→ **REQUIRED TASK**:
Report the number of lines in the records below that contain the word "pool". Give only the number.

>> Begin SUPPLIED MATERIAL

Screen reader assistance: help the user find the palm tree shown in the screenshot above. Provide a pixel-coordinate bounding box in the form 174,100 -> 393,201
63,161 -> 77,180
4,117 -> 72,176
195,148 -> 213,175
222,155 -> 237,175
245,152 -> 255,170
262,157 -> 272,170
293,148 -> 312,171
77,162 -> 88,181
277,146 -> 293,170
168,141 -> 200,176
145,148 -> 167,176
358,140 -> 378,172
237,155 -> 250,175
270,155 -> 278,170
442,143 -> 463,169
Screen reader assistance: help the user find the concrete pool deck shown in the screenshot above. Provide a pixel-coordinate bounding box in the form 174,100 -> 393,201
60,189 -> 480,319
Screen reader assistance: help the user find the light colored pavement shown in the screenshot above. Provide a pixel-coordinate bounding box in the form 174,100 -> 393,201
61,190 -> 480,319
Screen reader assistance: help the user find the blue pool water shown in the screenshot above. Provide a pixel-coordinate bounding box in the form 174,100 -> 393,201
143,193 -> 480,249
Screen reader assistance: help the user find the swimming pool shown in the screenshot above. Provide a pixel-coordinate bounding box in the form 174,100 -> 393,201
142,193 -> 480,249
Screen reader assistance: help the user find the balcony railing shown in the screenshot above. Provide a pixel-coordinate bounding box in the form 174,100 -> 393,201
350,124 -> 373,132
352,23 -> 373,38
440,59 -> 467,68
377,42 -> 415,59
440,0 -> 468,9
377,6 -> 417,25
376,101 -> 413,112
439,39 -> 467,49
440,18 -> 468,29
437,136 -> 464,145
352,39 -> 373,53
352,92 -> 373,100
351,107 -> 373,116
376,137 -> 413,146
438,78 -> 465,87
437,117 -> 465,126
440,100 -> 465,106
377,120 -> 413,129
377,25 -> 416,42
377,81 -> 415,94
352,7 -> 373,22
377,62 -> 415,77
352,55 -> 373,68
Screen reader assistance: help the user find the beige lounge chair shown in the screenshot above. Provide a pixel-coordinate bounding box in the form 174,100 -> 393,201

>> End SUPPLIED MATERIAL

→ **PROBLEM SOLUTION**:
3